Excerpts from a dataset:
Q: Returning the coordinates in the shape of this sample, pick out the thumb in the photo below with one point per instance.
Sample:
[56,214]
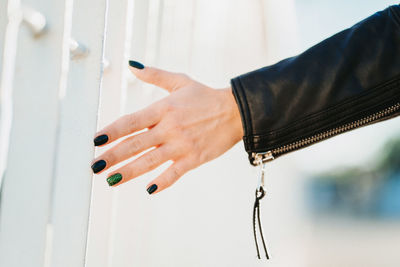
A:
[170,81]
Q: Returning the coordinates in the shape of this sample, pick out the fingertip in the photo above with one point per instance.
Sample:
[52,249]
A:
[152,188]
[100,140]
[136,64]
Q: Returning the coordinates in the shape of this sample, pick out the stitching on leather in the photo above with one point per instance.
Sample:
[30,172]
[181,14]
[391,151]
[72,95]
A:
[395,15]
[263,142]
[338,107]
[249,125]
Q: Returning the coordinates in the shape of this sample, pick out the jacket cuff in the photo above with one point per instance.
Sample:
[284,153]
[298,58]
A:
[241,100]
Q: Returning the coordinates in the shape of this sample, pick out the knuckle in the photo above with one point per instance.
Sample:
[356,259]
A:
[135,145]
[152,159]
[173,176]
[110,157]
[132,121]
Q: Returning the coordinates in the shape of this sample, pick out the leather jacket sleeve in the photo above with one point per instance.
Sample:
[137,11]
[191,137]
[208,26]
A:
[347,81]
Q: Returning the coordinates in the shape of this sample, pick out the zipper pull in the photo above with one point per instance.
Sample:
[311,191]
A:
[260,159]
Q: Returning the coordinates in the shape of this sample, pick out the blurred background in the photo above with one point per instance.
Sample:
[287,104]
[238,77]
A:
[336,203]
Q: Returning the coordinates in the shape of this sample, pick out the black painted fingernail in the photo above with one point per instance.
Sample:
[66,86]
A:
[136,64]
[114,179]
[98,166]
[100,140]
[152,188]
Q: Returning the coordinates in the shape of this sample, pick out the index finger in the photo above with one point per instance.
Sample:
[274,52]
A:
[129,124]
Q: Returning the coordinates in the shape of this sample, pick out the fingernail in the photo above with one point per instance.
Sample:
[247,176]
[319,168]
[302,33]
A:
[114,179]
[152,188]
[98,166]
[136,64]
[100,140]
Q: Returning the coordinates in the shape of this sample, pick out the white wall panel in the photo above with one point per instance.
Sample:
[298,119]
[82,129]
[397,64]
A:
[101,251]
[78,120]
[27,183]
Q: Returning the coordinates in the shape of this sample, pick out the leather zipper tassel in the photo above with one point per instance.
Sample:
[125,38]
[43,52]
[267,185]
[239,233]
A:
[260,193]
[261,160]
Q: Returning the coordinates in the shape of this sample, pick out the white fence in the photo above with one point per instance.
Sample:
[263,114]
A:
[50,83]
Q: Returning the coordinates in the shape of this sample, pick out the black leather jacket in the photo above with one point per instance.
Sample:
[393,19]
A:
[347,81]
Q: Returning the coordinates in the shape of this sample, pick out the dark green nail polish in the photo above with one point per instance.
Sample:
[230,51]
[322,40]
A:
[114,179]
[100,140]
[136,64]
[98,166]
[152,188]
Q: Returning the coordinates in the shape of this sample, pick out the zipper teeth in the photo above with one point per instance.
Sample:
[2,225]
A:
[335,131]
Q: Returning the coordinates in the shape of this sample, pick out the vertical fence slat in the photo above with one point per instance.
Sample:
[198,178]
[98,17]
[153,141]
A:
[119,24]
[78,117]
[27,182]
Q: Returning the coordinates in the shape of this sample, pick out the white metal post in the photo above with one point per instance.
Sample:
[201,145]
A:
[26,189]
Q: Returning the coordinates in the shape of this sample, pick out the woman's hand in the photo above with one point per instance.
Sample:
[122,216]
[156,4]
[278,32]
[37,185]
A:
[192,125]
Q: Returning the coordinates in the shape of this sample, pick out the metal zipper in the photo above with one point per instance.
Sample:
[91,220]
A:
[263,157]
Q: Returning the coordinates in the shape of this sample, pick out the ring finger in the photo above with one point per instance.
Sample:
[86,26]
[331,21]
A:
[127,148]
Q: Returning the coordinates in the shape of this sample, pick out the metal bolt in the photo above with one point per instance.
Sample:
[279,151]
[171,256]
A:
[35,20]
[77,49]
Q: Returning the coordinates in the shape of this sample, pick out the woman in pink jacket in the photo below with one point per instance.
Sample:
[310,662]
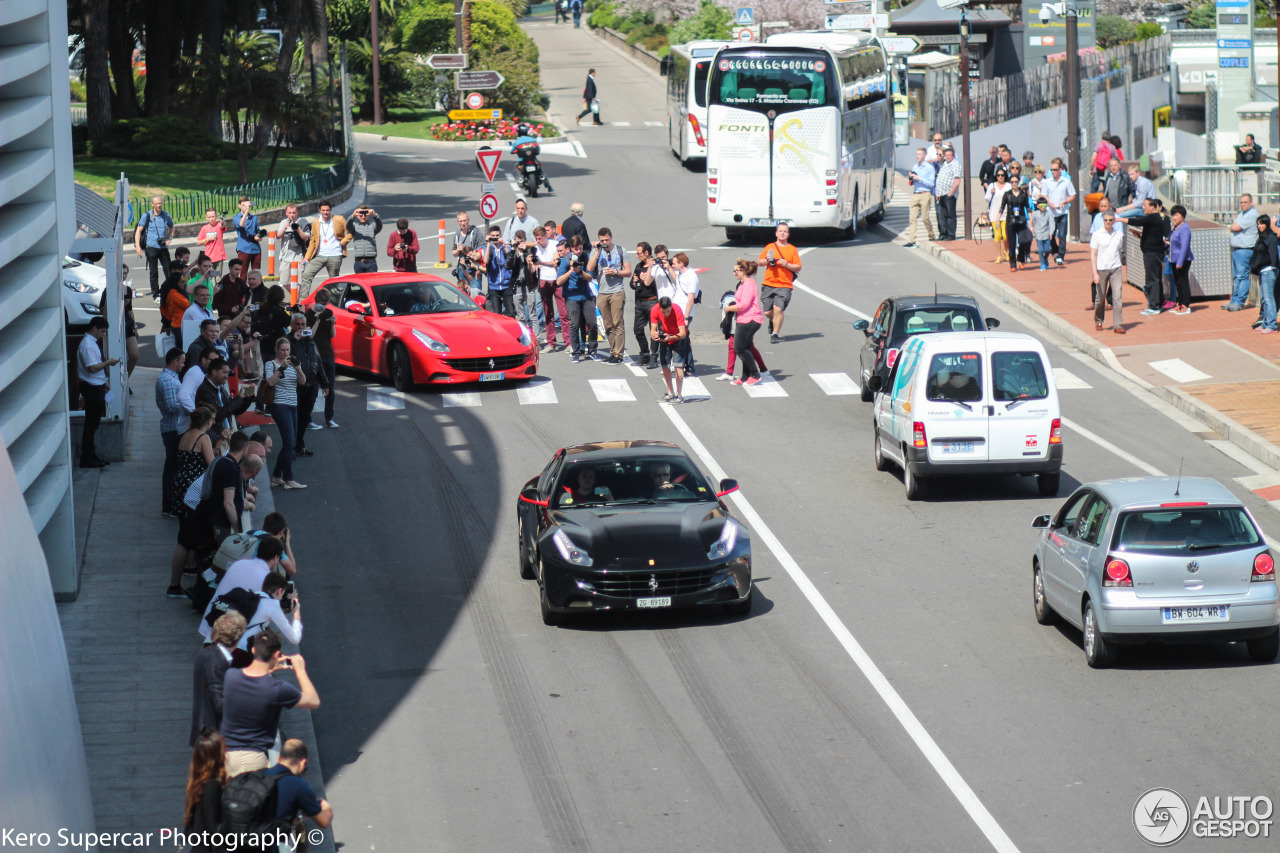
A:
[750,316]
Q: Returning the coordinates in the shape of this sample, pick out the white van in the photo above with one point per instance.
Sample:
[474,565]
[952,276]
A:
[969,402]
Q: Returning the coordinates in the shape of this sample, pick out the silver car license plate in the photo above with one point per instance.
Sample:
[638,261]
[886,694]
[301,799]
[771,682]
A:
[1202,614]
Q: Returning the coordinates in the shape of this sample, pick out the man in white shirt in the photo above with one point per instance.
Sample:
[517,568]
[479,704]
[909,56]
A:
[1105,247]
[196,314]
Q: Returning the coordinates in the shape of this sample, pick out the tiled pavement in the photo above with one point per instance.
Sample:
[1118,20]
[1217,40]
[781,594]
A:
[129,648]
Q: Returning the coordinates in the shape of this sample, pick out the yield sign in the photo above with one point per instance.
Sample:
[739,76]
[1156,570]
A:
[488,160]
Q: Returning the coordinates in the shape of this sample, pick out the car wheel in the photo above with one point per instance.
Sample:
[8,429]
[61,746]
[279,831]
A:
[1048,483]
[1097,651]
[526,569]
[398,365]
[913,484]
[1264,649]
[1045,614]
[741,607]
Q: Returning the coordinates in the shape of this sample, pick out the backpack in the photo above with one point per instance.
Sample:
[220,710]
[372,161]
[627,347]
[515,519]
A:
[250,802]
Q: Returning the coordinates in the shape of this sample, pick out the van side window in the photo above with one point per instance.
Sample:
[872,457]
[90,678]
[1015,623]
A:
[1018,375]
[955,377]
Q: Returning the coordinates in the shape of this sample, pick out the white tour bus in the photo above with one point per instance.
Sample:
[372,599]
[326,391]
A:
[686,72]
[800,129]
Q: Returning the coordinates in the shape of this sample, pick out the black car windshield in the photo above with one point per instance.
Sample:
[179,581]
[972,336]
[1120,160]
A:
[1182,530]
[420,297]
[630,482]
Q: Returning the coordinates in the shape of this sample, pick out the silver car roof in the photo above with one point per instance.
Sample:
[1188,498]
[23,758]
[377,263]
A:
[1148,491]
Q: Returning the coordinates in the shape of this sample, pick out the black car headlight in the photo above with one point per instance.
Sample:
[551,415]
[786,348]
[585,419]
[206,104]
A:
[571,553]
[723,547]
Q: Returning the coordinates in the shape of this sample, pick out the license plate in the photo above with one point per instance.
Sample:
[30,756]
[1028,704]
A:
[958,447]
[1205,614]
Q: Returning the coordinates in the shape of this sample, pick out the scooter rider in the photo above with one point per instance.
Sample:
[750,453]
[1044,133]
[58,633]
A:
[524,136]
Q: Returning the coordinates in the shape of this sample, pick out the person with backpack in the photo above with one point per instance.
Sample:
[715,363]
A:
[252,699]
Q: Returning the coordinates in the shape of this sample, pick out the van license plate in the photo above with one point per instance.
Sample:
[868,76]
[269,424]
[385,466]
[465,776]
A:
[1203,614]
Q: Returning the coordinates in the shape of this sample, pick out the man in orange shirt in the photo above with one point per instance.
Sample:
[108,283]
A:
[781,264]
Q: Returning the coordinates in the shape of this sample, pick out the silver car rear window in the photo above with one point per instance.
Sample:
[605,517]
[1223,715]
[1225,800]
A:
[1185,530]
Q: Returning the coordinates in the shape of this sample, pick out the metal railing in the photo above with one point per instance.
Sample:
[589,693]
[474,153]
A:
[191,206]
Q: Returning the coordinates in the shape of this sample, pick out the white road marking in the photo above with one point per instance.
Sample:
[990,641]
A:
[767,387]
[835,383]
[383,400]
[536,392]
[1068,381]
[1179,370]
[464,400]
[915,730]
[612,391]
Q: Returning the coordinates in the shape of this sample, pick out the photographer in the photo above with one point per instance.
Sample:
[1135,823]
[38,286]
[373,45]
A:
[291,242]
[497,269]
[248,236]
[364,238]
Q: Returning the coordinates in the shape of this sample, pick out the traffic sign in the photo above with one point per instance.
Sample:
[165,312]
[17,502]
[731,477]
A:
[488,160]
[448,62]
[856,22]
[479,80]
[900,44]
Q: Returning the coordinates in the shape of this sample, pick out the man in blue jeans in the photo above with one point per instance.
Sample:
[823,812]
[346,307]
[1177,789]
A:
[1244,235]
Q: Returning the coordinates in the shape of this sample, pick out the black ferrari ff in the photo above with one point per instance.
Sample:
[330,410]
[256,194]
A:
[631,525]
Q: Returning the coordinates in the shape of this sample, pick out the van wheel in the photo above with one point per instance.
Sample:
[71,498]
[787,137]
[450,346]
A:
[1097,652]
[913,484]
[1265,648]
[1045,614]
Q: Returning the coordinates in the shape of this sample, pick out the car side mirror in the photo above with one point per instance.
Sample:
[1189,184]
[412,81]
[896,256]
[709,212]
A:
[530,496]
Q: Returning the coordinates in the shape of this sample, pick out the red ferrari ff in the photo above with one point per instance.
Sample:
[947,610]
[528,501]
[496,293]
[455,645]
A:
[419,328]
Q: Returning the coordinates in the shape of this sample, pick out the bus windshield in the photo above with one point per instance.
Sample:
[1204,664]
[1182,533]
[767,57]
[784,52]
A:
[780,81]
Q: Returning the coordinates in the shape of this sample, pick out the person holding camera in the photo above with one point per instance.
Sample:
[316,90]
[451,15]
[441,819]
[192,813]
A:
[291,242]
[302,342]
[151,241]
[364,238]
[498,272]
[248,236]
[284,374]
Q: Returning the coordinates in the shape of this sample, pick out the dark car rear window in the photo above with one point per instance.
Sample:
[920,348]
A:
[1185,530]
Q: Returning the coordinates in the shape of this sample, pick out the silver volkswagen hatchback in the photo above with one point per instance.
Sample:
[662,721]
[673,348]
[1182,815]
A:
[1156,560]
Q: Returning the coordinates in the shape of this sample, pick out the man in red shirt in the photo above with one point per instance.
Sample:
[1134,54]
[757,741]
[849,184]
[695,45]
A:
[667,327]
[781,264]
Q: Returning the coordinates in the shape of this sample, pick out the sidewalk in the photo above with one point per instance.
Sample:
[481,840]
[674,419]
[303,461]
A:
[129,648]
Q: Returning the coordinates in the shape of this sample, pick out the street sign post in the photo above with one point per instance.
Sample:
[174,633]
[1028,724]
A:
[447,62]
[488,160]
[479,80]
[474,115]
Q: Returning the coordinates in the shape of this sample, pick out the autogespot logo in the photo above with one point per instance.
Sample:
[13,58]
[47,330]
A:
[1161,816]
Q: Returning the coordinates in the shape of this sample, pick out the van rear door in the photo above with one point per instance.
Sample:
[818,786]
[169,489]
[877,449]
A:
[1023,402]
[954,410]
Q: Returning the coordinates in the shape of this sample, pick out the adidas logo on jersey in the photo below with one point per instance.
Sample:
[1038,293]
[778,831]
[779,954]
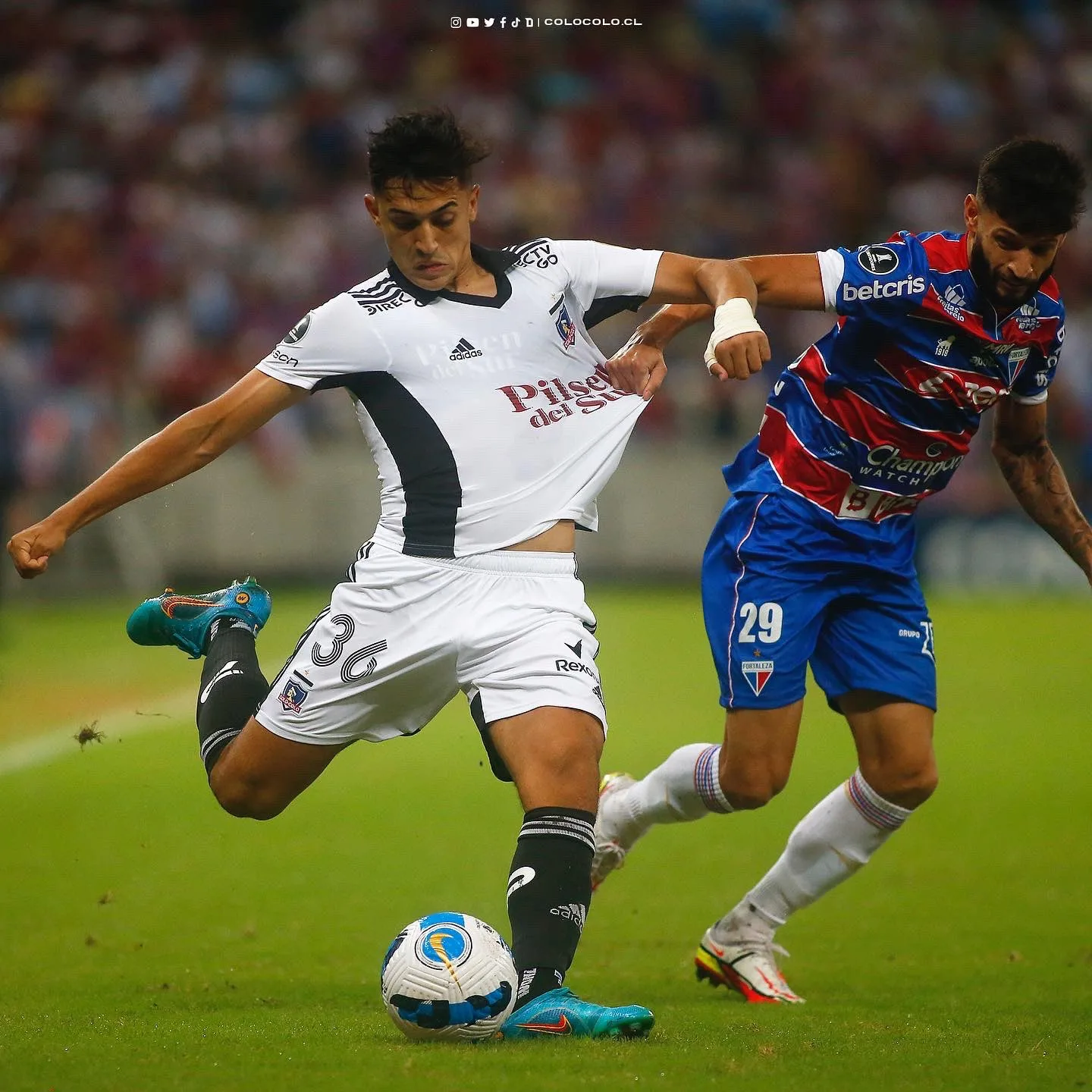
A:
[464,350]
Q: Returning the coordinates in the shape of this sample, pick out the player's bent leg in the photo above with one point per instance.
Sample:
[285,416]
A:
[895,746]
[746,771]
[833,841]
[260,774]
[757,755]
[553,756]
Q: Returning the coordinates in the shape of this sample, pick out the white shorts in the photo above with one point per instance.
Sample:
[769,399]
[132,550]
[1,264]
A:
[404,635]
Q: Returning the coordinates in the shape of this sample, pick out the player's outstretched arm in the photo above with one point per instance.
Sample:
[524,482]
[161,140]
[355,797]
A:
[1035,476]
[739,347]
[185,446]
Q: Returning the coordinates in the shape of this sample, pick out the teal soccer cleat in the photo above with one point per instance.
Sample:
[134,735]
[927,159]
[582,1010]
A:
[560,1012]
[184,620]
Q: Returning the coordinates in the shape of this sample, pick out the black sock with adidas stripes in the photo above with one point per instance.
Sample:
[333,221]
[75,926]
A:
[548,893]
[232,687]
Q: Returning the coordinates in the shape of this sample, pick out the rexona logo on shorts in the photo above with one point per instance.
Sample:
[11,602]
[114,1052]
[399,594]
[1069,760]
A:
[877,260]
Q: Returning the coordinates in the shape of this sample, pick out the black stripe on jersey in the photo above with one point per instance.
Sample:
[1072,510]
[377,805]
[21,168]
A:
[426,464]
[610,306]
[380,297]
[497,262]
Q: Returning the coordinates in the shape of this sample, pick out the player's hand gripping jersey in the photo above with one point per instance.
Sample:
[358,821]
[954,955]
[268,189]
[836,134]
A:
[880,412]
[489,419]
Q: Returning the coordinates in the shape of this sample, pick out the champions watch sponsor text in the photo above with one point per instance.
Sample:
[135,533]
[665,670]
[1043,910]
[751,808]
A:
[548,401]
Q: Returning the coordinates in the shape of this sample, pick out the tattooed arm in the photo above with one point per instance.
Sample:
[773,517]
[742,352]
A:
[1035,476]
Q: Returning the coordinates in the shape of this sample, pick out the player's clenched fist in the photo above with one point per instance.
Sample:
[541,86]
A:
[638,369]
[737,347]
[741,356]
[32,548]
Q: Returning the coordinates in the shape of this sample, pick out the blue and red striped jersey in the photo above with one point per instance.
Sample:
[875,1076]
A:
[880,412]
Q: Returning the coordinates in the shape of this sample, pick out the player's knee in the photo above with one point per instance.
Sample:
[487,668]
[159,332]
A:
[751,789]
[908,784]
[246,799]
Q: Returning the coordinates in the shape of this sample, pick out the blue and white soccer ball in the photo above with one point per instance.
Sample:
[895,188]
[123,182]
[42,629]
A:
[449,977]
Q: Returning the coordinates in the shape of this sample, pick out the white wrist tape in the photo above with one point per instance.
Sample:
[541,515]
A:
[733,317]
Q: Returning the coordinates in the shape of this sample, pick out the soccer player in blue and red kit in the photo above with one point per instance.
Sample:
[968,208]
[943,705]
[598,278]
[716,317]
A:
[811,560]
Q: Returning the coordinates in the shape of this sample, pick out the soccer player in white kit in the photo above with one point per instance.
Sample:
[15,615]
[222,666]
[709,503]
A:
[489,414]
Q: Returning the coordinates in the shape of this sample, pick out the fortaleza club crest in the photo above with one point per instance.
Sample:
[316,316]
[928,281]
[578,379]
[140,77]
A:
[563,323]
[757,673]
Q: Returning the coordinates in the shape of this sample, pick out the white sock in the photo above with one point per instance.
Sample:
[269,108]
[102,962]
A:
[829,844]
[684,787]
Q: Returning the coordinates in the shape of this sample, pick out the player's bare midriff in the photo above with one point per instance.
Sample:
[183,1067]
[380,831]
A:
[560,538]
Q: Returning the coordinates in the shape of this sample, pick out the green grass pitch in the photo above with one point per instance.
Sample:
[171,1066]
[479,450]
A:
[150,942]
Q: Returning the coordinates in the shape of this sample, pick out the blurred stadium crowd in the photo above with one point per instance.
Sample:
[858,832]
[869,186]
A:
[180,181]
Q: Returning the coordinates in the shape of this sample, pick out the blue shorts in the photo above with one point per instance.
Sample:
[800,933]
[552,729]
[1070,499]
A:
[783,585]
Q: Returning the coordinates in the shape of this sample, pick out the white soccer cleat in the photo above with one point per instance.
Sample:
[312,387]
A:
[610,846]
[746,965]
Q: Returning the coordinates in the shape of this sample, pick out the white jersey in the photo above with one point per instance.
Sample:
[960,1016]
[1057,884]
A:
[489,419]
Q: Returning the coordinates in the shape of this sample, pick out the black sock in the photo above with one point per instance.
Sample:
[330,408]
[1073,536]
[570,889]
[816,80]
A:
[232,688]
[548,893]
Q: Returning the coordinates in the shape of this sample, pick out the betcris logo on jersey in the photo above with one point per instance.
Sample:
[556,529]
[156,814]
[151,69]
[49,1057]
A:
[880,261]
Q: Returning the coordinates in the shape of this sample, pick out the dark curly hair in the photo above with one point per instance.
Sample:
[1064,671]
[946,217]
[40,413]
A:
[1034,186]
[423,148]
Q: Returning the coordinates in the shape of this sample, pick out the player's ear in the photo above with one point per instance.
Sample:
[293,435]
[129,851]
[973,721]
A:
[971,212]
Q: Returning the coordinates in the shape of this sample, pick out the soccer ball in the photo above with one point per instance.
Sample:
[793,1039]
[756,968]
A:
[449,977]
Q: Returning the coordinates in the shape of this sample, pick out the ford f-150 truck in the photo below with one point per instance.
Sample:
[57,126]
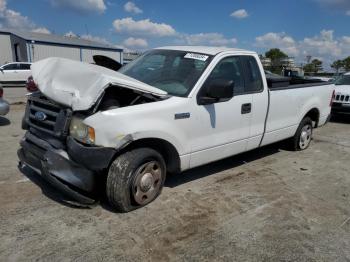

▶ **Task statement**
Reproduce each line of the records in which the string "below" appears.

▶ **The completed task**
Q: Returning the coordinates in the shape of this sample, pick out the thumb in the photo below with one point per instance.
Q: Returning the coordinates in the shape of this sample, pick out the woman in pink jacket in the photo below with one point per instance.
Q: Returning the coordinates in the shape of this sample, pick out the adidas logo on jersey in the photo below with one point per instance.
Q: Returning the coordinates in the shape of this sample, pick out the ford f-150 truck in the photo below with one point per instance.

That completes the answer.